### GOAL:
Please count the lines in the items below that contain the word "plant" and give only that number.

------------------------------------------------------------

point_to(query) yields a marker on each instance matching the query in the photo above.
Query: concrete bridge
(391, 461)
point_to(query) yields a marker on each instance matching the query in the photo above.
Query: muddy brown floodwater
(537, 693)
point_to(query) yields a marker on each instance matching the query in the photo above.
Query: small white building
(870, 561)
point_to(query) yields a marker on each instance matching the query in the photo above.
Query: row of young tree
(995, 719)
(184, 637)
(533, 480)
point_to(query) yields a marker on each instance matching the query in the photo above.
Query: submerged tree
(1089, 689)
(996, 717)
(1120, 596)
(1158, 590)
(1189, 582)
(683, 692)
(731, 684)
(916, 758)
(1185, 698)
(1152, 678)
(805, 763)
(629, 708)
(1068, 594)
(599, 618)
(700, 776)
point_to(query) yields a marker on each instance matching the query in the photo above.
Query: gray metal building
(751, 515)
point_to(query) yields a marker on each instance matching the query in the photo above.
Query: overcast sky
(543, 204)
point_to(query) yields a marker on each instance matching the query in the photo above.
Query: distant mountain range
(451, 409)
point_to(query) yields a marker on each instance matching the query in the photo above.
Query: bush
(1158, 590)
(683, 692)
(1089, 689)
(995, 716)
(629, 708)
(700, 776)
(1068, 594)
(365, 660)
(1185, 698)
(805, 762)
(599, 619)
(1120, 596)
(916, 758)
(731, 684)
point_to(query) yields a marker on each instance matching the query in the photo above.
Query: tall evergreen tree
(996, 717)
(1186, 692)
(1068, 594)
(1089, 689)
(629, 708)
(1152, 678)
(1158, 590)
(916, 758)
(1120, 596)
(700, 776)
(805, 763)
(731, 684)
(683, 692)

------------------------------------------------------------

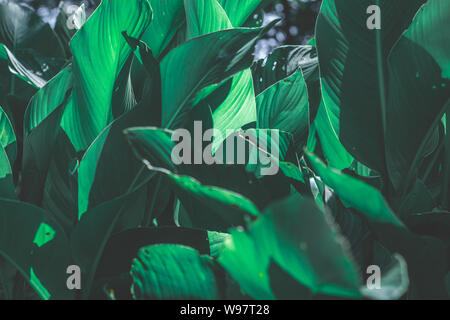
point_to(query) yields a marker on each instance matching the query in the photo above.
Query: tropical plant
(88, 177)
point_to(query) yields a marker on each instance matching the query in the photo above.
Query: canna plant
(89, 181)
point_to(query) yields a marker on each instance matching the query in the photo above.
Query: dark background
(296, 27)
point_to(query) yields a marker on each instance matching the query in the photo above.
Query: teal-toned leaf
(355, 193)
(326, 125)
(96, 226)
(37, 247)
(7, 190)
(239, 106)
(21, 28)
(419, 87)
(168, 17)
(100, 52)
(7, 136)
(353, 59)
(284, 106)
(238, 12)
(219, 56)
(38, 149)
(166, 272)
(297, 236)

------------------------------------------------------------

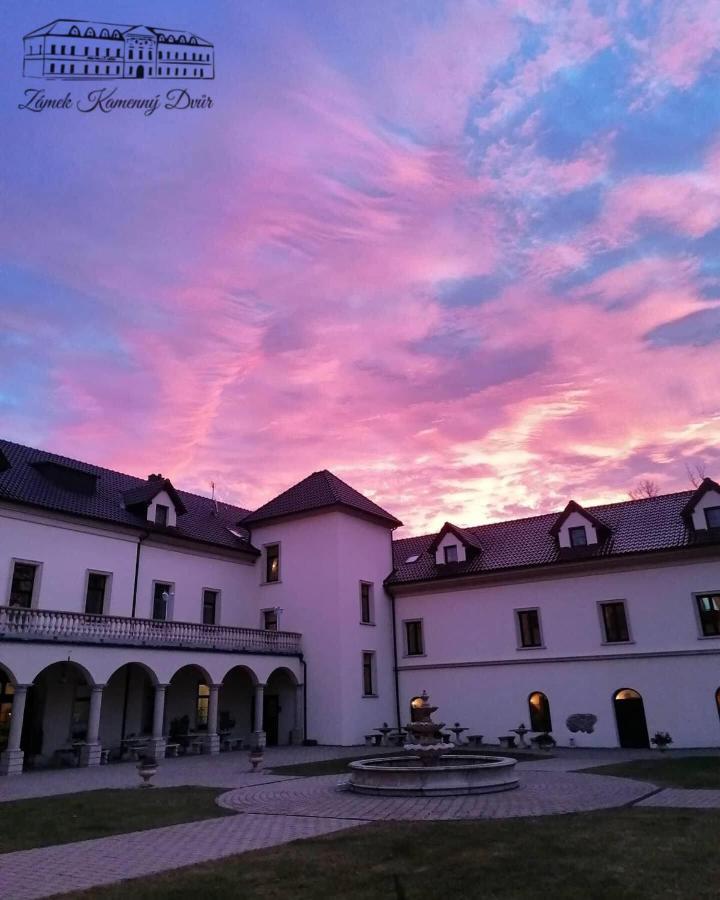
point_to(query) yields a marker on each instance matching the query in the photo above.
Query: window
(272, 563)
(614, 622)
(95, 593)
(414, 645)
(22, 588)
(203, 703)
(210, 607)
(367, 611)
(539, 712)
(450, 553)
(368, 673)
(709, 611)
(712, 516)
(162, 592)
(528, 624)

------------------------------------------------------------

### REPLY:
2